Every line below is to be quoted exactly, with nothing added or dropped.

===== INPUT RECORDS

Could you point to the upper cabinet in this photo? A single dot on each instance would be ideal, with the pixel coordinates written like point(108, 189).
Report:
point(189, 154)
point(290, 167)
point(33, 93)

==========

TASK ANSWER:
Could you point to the upper cabinet in this photo? A single dot on each instance would be ideal, with the pixel coordinates written like point(108, 189).
Report:
point(189, 154)
point(290, 167)
point(33, 93)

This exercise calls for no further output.